• [Source document]:
● ● ●

Questions tagged [metric-spaces]

Metric spaces are sets on which a metric is defined. A metric is a generalization of the concept of "distance" in the Euclidean sense. Metric spaces arise as a special case of the more general notion of a topological space. For questions about Riemannian metrics use the tag (riemannian-geometry) instead.

A function $d: M\times M\to \mathbb R$ is called a metric if for all $x,y,z \in M$ we have

  1. $d(x,y)=0\iff x=y$
  2. $d(x,y)\geq 0$
  3. $d(x,y)=d(y,x)$
  4. $d(x,y)+d(y,z)\geq d(x,z)$.

It is a generalisation of "distance". A metric space is now defined as an ordered pair $(M,d)$, where $M$ is a set and $d:M\times M\to R$ is a metric.

● ● ●

• [Entries]:

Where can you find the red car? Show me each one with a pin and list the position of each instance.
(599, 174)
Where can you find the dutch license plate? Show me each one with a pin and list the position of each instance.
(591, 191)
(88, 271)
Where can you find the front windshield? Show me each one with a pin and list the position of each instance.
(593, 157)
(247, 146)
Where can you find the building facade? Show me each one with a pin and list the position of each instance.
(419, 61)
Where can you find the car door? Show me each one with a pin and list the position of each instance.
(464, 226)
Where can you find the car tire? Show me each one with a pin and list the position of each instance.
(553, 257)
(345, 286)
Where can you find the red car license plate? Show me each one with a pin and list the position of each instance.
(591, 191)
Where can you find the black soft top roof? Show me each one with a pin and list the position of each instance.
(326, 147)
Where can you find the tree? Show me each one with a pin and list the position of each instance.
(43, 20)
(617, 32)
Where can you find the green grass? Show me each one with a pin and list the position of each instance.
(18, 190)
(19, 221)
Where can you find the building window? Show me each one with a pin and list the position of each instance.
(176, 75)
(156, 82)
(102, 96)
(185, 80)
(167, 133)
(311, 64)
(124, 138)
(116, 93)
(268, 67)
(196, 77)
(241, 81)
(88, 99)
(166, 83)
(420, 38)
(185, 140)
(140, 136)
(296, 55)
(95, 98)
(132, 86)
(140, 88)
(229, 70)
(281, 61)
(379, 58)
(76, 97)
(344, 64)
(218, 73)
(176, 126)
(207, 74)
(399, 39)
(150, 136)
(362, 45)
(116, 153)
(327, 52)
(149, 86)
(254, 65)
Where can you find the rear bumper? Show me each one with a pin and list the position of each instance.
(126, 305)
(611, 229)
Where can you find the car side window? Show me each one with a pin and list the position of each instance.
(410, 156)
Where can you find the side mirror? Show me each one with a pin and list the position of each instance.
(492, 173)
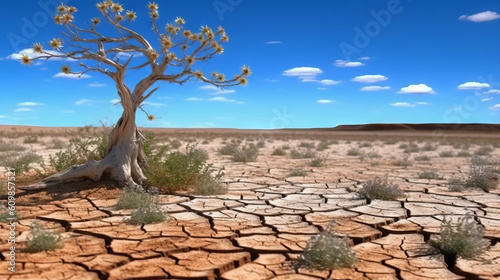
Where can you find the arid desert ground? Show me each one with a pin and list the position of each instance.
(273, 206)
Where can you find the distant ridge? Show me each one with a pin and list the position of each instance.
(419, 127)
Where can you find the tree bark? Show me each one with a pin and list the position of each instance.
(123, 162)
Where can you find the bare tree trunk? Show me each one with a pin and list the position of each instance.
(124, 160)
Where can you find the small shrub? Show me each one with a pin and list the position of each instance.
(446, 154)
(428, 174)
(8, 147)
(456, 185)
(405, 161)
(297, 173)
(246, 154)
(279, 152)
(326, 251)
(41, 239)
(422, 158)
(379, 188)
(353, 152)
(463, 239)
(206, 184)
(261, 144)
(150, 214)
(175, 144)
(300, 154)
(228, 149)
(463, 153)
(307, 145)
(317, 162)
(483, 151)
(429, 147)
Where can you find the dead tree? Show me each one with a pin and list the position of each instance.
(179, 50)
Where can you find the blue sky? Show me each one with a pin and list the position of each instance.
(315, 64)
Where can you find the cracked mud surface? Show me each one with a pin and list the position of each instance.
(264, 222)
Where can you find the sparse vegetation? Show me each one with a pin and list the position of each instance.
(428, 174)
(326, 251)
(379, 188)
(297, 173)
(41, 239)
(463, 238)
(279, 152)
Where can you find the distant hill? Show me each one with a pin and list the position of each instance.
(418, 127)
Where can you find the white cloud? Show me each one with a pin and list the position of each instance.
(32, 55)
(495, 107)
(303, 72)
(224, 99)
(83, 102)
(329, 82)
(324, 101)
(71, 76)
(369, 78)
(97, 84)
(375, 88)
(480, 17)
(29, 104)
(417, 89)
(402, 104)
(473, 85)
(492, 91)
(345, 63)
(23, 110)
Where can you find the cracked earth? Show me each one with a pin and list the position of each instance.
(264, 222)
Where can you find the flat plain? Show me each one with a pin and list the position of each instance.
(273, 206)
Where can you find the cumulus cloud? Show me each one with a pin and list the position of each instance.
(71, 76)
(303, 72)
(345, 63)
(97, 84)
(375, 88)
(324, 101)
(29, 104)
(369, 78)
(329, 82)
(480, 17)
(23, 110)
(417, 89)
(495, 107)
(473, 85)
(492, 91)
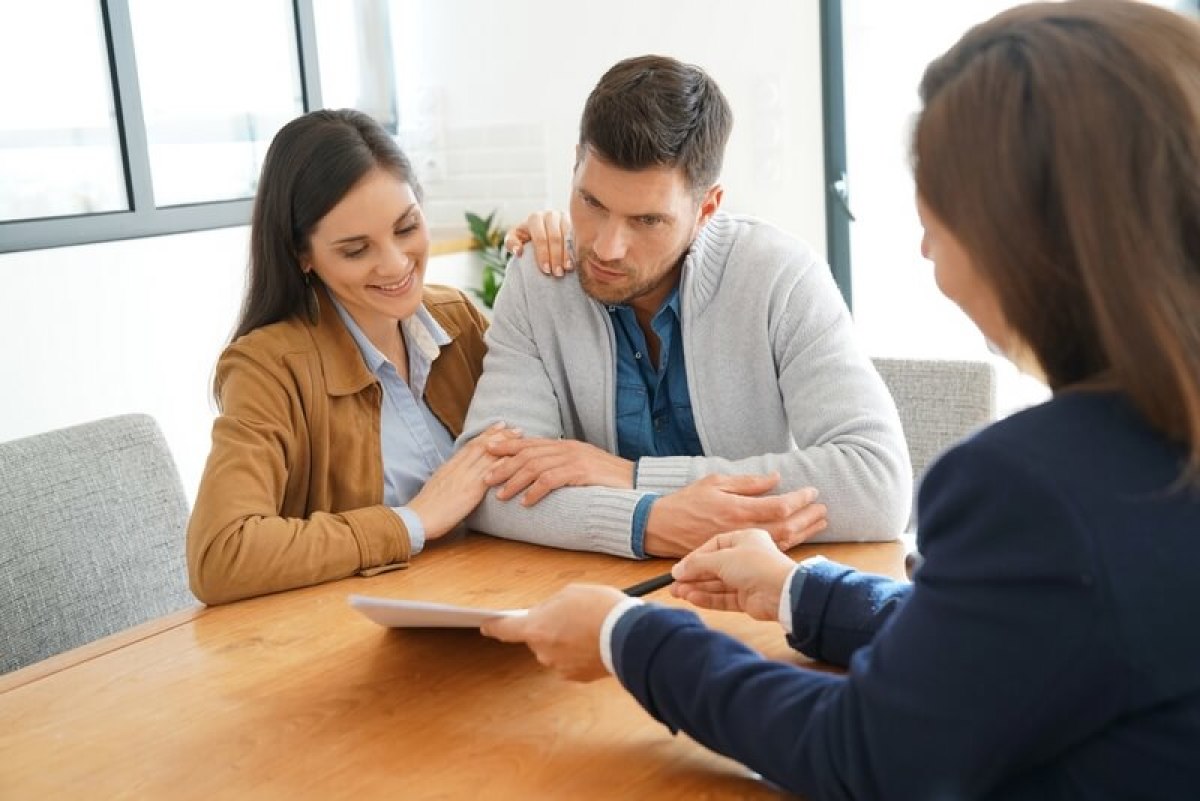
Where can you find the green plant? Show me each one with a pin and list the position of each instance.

● ● ●

• [Work to complete]:
**1.** Translate this sentence from the metric spaces tag description into Spanish: "Metric spaces are sets on which a metric is defined."
**2.** Answer these questions using the metric spaces tag description:
(a) Which tag should be used for questions about Riemannian metrics?
(b) Metric spaces are a special case of what more general notion?
(c) A metric space is defined as what kind of object?
**3.** Reproduce the part of the metric spaces tag description starting with "A function $d: M\times" and going on through "is a metric.".

• [Answers to the exercise]:
**1.** Los espacios métricos son conjuntos en los que se define una métrica.

**2.**
(a) The riemannian-geometry tag.
(b) A topological space.
(c) An ordered pair $(M,d)$, where $M$ is a set and $d$ is a metric.

**3.**
A function $d: M\times M\to \mathbb R$ is called a metric if for all $x,y,z \in M$ we have

  1. $d(x,y)=0\iff x=y$
  2. $d(x,y)\geq 0$
  3. $d(x,y)=d(y,x)$
  4. $d(x,y)+d(y,z)\geq d(x,z)$.

It is a generalisation of "distance". A metric space is now defined as an ordered pair $(M,d)$, where $M$ is a set and $d:M\times M\to R$ is a metric.